» TO DO: Convert only the part of the records that begins at the line containing "door, one line per instance." and runs through the final line into a JSON list of strings. Use one string per line and leave out blank lines.
* start *
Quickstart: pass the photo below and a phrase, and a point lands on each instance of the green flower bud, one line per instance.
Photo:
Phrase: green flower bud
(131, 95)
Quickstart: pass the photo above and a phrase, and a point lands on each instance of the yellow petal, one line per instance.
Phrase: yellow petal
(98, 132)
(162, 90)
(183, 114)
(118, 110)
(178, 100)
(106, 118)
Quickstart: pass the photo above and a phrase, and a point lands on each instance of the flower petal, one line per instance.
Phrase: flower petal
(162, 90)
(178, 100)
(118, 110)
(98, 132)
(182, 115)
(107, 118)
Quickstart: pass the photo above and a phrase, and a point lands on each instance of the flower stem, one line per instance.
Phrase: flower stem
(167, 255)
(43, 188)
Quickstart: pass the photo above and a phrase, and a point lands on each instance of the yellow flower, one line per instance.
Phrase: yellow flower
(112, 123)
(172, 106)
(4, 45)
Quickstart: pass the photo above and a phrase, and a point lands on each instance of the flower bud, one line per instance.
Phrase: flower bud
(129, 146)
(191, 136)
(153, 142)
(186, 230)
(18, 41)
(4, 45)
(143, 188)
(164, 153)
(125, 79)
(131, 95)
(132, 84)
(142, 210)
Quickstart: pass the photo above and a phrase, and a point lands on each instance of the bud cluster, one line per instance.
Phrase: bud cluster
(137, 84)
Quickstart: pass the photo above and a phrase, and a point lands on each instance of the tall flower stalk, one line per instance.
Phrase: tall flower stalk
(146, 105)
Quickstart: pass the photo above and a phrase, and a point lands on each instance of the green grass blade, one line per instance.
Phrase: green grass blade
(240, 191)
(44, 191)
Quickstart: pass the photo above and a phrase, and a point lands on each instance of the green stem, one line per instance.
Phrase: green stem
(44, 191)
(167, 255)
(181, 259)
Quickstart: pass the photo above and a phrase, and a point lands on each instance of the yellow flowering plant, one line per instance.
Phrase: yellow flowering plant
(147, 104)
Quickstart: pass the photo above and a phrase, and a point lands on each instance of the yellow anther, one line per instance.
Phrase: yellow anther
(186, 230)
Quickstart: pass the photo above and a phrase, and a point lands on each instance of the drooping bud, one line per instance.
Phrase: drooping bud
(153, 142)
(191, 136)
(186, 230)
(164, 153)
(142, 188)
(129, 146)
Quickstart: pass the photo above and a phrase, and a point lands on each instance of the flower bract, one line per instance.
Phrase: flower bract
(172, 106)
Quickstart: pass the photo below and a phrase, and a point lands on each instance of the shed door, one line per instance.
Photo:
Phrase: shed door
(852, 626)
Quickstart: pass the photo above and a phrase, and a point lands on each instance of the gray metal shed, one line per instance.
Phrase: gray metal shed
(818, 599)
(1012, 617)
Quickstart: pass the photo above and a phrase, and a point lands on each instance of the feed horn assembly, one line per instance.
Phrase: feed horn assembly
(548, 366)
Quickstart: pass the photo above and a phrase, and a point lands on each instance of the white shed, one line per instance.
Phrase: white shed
* end *
» FINAL ANSWER:
[
  "Quickstart: pass the photo below and a phrase, and a point lands on each instance of the shed door, one line per instance.",
  "Photo:",
  "Phrase: shed door",
  "(852, 626)",
  "Quickstart: pass the photo above and a phrase, and a point lands on each instance of the gray metal shed, one line per instance.",
  "Phrase: gray metal shed",
  "(818, 599)",
  "(1012, 617)",
  "Quickstart: pass the photo above and a phrase, and a point lands on each instance of the feed horn assembly, one line per instance.",
  "Phrase: feed horn assembly",
  "(548, 366)",
  "Quickstart: pass the photo above and a phrase, and a point lands on each instance of the white shed, one line per instance.",
  "Phrase: white shed"
]